▶ Problem description
Please pick out every line in the listing below that contains the string "face" and copy each one in full. The match is case-sensitive.

▶ Data for this exercise
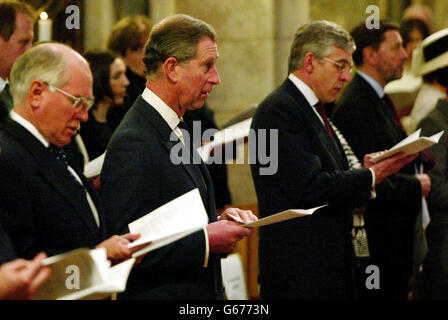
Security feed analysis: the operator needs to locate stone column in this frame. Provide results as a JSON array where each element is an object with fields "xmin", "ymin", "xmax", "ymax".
[{"xmin": 83, "ymin": 0, "xmax": 116, "ymax": 49}]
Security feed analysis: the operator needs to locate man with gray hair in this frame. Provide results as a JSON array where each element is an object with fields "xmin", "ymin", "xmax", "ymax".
[
  {"xmin": 0, "ymin": 43, "xmax": 144, "ymax": 263},
  {"xmin": 251, "ymin": 21, "xmax": 413, "ymax": 299},
  {"xmin": 0, "ymin": 0, "xmax": 36, "ymax": 125},
  {"xmin": 101, "ymin": 14, "xmax": 256, "ymax": 300}
]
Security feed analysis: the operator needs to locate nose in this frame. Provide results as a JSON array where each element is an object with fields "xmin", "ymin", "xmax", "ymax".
[
  {"xmin": 400, "ymin": 46, "xmax": 409, "ymax": 61},
  {"xmin": 123, "ymin": 75, "xmax": 130, "ymax": 87},
  {"xmin": 341, "ymin": 68, "xmax": 352, "ymax": 82},
  {"xmin": 209, "ymin": 67, "xmax": 221, "ymax": 86},
  {"xmin": 75, "ymin": 107, "xmax": 89, "ymax": 122}
]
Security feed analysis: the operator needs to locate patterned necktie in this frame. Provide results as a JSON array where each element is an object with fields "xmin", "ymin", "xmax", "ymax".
[
  {"xmin": 314, "ymin": 101, "xmax": 336, "ymax": 141},
  {"xmin": 177, "ymin": 119, "xmax": 208, "ymax": 190},
  {"xmin": 0, "ymin": 83, "xmax": 13, "ymax": 112},
  {"xmin": 48, "ymin": 143, "xmax": 84, "ymax": 188},
  {"xmin": 48, "ymin": 143, "xmax": 68, "ymax": 168}
]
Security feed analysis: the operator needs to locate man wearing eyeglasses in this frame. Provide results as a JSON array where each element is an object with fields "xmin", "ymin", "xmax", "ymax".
[
  {"xmin": 333, "ymin": 21, "xmax": 431, "ymax": 300},
  {"xmin": 0, "ymin": 43, "xmax": 144, "ymax": 268},
  {"xmin": 0, "ymin": 0, "xmax": 36, "ymax": 126},
  {"xmin": 251, "ymin": 21, "xmax": 418, "ymax": 299}
]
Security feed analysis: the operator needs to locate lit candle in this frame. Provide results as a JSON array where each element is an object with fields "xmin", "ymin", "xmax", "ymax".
[{"xmin": 39, "ymin": 11, "xmax": 53, "ymax": 41}]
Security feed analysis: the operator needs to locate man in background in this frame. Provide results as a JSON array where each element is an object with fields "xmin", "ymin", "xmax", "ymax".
[
  {"xmin": 251, "ymin": 21, "xmax": 412, "ymax": 299},
  {"xmin": 0, "ymin": 0, "xmax": 36, "ymax": 126},
  {"xmin": 332, "ymin": 21, "xmax": 431, "ymax": 300}
]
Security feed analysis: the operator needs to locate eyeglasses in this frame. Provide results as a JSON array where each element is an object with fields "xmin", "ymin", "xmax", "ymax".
[
  {"xmin": 44, "ymin": 82, "xmax": 95, "ymax": 111},
  {"xmin": 324, "ymin": 57, "xmax": 353, "ymax": 72}
]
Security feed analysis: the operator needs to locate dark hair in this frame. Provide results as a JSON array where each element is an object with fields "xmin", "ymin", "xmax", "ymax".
[
  {"xmin": 423, "ymin": 67, "xmax": 448, "ymax": 88},
  {"xmin": 0, "ymin": 0, "xmax": 36, "ymax": 41},
  {"xmin": 400, "ymin": 19, "xmax": 430, "ymax": 47},
  {"xmin": 84, "ymin": 50, "xmax": 117, "ymax": 101},
  {"xmin": 143, "ymin": 14, "xmax": 217, "ymax": 76},
  {"xmin": 107, "ymin": 15, "xmax": 152, "ymax": 56},
  {"xmin": 351, "ymin": 20, "xmax": 400, "ymax": 66}
]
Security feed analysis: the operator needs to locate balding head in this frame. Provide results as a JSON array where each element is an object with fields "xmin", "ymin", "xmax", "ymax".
[
  {"xmin": 10, "ymin": 43, "xmax": 90, "ymax": 104},
  {"xmin": 11, "ymin": 43, "xmax": 93, "ymax": 146}
]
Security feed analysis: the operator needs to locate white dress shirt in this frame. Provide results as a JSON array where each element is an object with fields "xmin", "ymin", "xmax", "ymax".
[{"xmin": 142, "ymin": 88, "xmax": 210, "ymax": 268}]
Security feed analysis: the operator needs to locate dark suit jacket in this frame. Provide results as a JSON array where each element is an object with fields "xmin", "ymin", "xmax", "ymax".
[
  {"xmin": 0, "ymin": 219, "xmax": 17, "ymax": 265},
  {"xmin": 414, "ymin": 99, "xmax": 448, "ymax": 300},
  {"xmin": 0, "ymin": 99, "xmax": 9, "ymax": 128},
  {"xmin": 333, "ymin": 74, "xmax": 421, "ymax": 299},
  {"xmin": 251, "ymin": 79, "xmax": 372, "ymax": 299},
  {"xmin": 101, "ymin": 97, "xmax": 222, "ymax": 299},
  {"xmin": 0, "ymin": 121, "xmax": 105, "ymax": 259}
]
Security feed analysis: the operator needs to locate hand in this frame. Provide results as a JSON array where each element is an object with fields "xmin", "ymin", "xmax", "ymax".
[
  {"xmin": 0, "ymin": 253, "xmax": 51, "ymax": 300},
  {"xmin": 219, "ymin": 208, "xmax": 258, "ymax": 223},
  {"xmin": 364, "ymin": 152, "xmax": 418, "ymax": 185},
  {"xmin": 207, "ymin": 219, "xmax": 252, "ymax": 253},
  {"xmin": 96, "ymin": 233, "xmax": 144, "ymax": 264},
  {"xmin": 415, "ymin": 173, "xmax": 431, "ymax": 198}
]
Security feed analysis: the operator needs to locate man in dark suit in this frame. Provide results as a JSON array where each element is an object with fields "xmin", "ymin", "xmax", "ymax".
[
  {"xmin": 333, "ymin": 22, "xmax": 430, "ymax": 300},
  {"xmin": 101, "ymin": 15, "xmax": 256, "ymax": 300},
  {"xmin": 0, "ymin": 223, "xmax": 17, "ymax": 264},
  {"xmin": 0, "ymin": 44, "xmax": 142, "ymax": 262},
  {"xmin": 0, "ymin": 0, "xmax": 36, "ymax": 126},
  {"xmin": 251, "ymin": 21, "xmax": 411, "ymax": 299}
]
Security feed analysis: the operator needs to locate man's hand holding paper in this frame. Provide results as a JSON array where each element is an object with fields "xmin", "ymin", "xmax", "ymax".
[{"xmin": 364, "ymin": 151, "xmax": 418, "ymax": 185}]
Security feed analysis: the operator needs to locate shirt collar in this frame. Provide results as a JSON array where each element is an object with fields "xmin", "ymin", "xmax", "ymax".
[
  {"xmin": 142, "ymin": 87, "xmax": 180, "ymax": 130},
  {"xmin": 0, "ymin": 77, "xmax": 7, "ymax": 92},
  {"xmin": 9, "ymin": 111, "xmax": 50, "ymax": 148},
  {"xmin": 288, "ymin": 73, "xmax": 319, "ymax": 106},
  {"xmin": 356, "ymin": 70, "xmax": 384, "ymax": 98}
]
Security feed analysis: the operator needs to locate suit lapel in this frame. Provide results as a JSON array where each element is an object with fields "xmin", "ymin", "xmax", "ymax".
[
  {"xmin": 284, "ymin": 79, "xmax": 347, "ymax": 169},
  {"xmin": 6, "ymin": 121, "xmax": 104, "ymax": 240},
  {"xmin": 353, "ymin": 74, "xmax": 406, "ymax": 147},
  {"xmin": 135, "ymin": 96, "xmax": 214, "ymax": 212}
]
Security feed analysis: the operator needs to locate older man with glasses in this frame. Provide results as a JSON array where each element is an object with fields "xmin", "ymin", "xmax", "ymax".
[
  {"xmin": 0, "ymin": 43, "xmax": 145, "ymax": 268},
  {"xmin": 252, "ymin": 21, "xmax": 418, "ymax": 299}
]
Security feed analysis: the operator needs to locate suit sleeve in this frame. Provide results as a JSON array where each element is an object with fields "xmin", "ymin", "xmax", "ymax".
[
  {"xmin": 419, "ymin": 118, "xmax": 448, "ymax": 212},
  {"xmin": 101, "ymin": 130, "xmax": 205, "ymax": 268},
  {"xmin": 333, "ymin": 96, "xmax": 421, "ymax": 212},
  {"xmin": 252, "ymin": 94, "xmax": 372, "ymax": 208}
]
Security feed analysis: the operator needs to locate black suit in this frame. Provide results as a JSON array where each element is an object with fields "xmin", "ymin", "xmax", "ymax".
[
  {"xmin": 101, "ymin": 97, "xmax": 223, "ymax": 299},
  {"xmin": 0, "ymin": 99, "xmax": 9, "ymax": 128},
  {"xmin": 414, "ymin": 99, "xmax": 448, "ymax": 300},
  {"xmin": 0, "ymin": 121, "xmax": 105, "ymax": 259},
  {"xmin": 251, "ymin": 79, "xmax": 372, "ymax": 299},
  {"xmin": 333, "ymin": 74, "xmax": 422, "ymax": 299},
  {"xmin": 0, "ymin": 223, "xmax": 17, "ymax": 265}
]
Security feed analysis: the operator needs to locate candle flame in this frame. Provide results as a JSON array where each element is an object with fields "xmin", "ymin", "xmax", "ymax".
[{"xmin": 40, "ymin": 11, "xmax": 48, "ymax": 20}]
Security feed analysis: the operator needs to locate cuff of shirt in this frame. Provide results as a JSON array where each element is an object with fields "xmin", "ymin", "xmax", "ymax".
[
  {"xmin": 369, "ymin": 168, "xmax": 376, "ymax": 199},
  {"xmin": 202, "ymin": 227, "xmax": 210, "ymax": 268}
]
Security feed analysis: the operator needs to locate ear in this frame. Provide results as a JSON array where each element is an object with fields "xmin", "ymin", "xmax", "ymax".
[
  {"xmin": 162, "ymin": 57, "xmax": 182, "ymax": 83},
  {"xmin": 362, "ymin": 46, "xmax": 378, "ymax": 66},
  {"xmin": 302, "ymin": 52, "xmax": 316, "ymax": 73},
  {"xmin": 28, "ymin": 80, "xmax": 46, "ymax": 109}
]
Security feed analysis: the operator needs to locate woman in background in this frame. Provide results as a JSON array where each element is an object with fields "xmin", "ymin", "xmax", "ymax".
[{"xmin": 80, "ymin": 50, "xmax": 129, "ymax": 160}]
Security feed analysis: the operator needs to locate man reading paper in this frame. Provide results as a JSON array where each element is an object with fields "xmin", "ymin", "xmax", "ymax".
[
  {"xmin": 101, "ymin": 15, "xmax": 256, "ymax": 300},
  {"xmin": 252, "ymin": 21, "xmax": 413, "ymax": 299},
  {"xmin": 0, "ymin": 43, "xmax": 144, "ymax": 268}
]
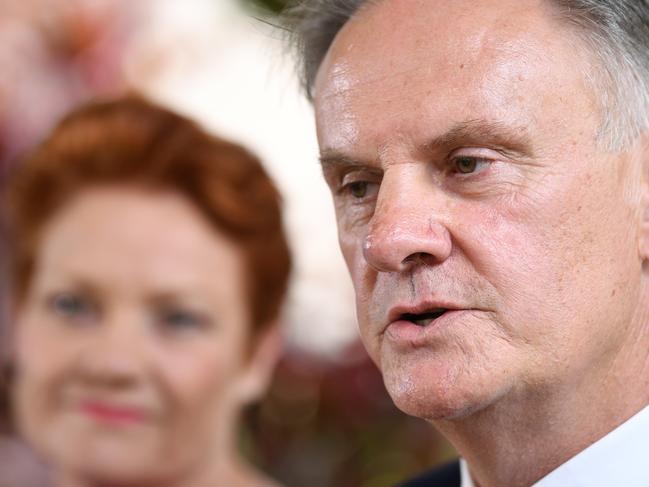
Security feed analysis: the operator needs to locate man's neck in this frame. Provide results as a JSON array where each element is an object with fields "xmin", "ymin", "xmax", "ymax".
[{"xmin": 433, "ymin": 322, "xmax": 649, "ymax": 487}]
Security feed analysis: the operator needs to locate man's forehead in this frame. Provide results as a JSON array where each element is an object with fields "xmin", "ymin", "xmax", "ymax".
[
  {"xmin": 315, "ymin": 0, "xmax": 594, "ymax": 158},
  {"xmin": 316, "ymin": 0, "xmax": 562, "ymax": 96}
]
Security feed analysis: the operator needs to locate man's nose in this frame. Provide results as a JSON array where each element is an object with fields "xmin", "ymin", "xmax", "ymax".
[{"xmin": 363, "ymin": 179, "xmax": 452, "ymax": 272}]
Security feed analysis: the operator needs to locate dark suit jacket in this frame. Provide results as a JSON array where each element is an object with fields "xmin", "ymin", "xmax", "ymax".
[{"xmin": 397, "ymin": 460, "xmax": 460, "ymax": 487}]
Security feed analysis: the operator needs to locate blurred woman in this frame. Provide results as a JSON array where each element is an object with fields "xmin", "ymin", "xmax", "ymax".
[{"xmin": 1, "ymin": 97, "xmax": 290, "ymax": 487}]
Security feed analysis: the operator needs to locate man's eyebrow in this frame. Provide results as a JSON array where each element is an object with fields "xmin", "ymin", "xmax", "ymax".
[
  {"xmin": 319, "ymin": 149, "xmax": 370, "ymax": 170},
  {"xmin": 421, "ymin": 119, "xmax": 532, "ymax": 156}
]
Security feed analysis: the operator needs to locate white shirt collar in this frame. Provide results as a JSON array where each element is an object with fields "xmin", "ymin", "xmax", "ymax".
[{"xmin": 460, "ymin": 406, "xmax": 649, "ymax": 487}]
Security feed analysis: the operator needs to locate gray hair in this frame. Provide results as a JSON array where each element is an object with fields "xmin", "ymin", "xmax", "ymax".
[{"xmin": 286, "ymin": 0, "xmax": 649, "ymax": 150}]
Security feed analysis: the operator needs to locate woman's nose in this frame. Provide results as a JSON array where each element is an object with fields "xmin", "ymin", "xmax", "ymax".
[{"xmin": 78, "ymin": 318, "xmax": 143, "ymax": 387}]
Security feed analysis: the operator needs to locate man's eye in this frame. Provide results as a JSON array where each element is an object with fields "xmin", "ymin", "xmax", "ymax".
[
  {"xmin": 453, "ymin": 156, "xmax": 487, "ymax": 174},
  {"xmin": 49, "ymin": 293, "xmax": 93, "ymax": 319},
  {"xmin": 347, "ymin": 181, "xmax": 368, "ymax": 198}
]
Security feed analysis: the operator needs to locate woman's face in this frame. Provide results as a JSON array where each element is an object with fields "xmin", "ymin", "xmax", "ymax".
[{"xmin": 15, "ymin": 187, "xmax": 270, "ymax": 483}]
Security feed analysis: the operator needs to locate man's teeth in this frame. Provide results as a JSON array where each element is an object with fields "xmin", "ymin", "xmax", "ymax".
[{"xmin": 403, "ymin": 308, "xmax": 448, "ymax": 326}]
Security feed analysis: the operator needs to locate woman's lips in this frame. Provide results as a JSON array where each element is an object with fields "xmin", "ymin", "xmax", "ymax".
[{"xmin": 80, "ymin": 401, "xmax": 146, "ymax": 424}]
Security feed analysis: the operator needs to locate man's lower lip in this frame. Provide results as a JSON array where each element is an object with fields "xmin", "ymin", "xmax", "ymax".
[
  {"xmin": 385, "ymin": 310, "xmax": 465, "ymax": 349},
  {"xmin": 81, "ymin": 402, "xmax": 145, "ymax": 424}
]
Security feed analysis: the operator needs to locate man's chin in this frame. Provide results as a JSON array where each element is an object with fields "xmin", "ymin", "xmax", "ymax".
[{"xmin": 383, "ymin": 362, "xmax": 501, "ymax": 421}]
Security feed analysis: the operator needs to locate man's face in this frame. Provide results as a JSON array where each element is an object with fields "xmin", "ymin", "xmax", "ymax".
[{"xmin": 315, "ymin": 0, "xmax": 641, "ymax": 419}]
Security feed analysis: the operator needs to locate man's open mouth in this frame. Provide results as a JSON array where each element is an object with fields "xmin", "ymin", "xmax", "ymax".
[{"xmin": 399, "ymin": 308, "xmax": 449, "ymax": 327}]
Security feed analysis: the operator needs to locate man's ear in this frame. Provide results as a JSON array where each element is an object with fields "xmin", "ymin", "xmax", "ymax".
[
  {"xmin": 638, "ymin": 133, "xmax": 649, "ymax": 262},
  {"xmin": 237, "ymin": 322, "xmax": 284, "ymax": 404}
]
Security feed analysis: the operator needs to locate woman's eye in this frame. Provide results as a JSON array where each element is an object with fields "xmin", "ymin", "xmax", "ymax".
[
  {"xmin": 160, "ymin": 310, "xmax": 205, "ymax": 331},
  {"xmin": 49, "ymin": 293, "xmax": 93, "ymax": 319}
]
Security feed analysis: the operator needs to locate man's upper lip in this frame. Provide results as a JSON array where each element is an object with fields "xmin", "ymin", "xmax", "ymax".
[{"xmin": 387, "ymin": 301, "xmax": 468, "ymax": 325}]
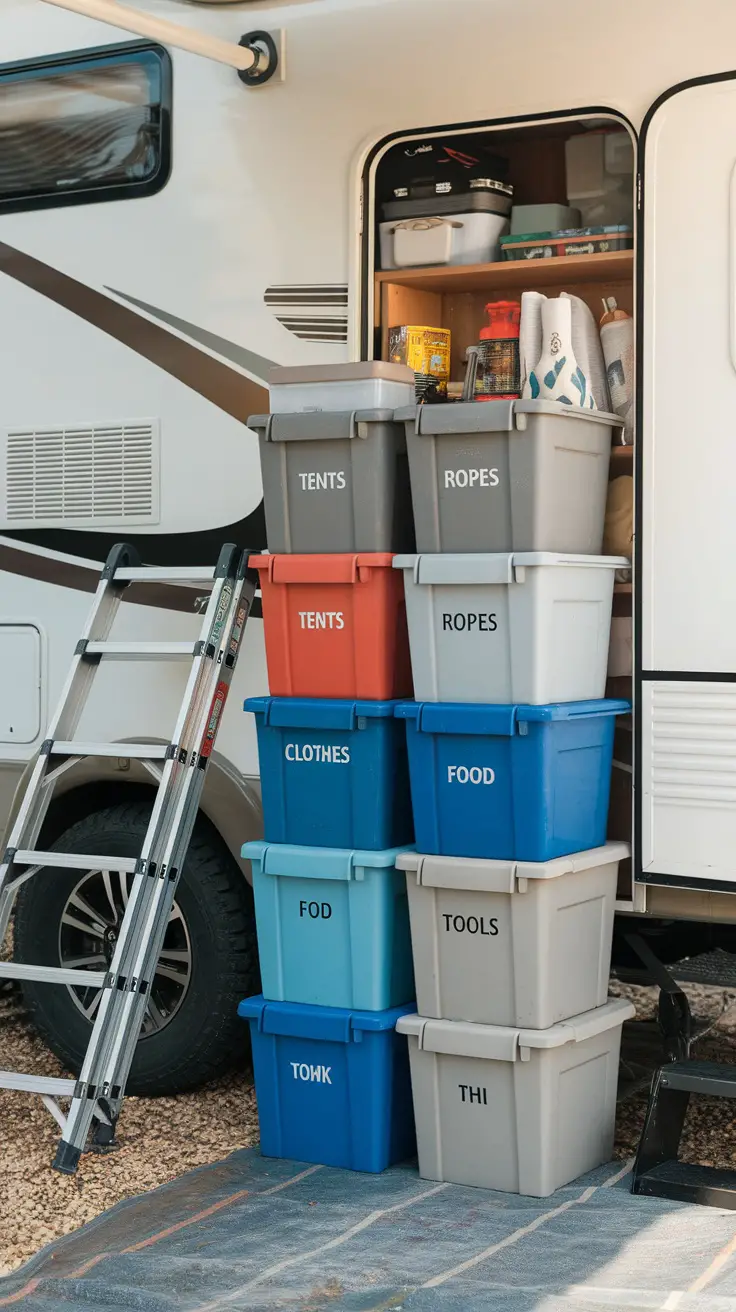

▶ Task answer
Security feed analysis: the operator needs to locate woman's face in this frame. Provide results as a JSON array where each element is an object with fields "xmin", "ymin", "xmax", "ymax".
Security feed analysis: the operator needs to locate man's face in this frame. Provide results as a JSON array where each element is an object with fields "xmin", "ymin", "xmax", "ymax".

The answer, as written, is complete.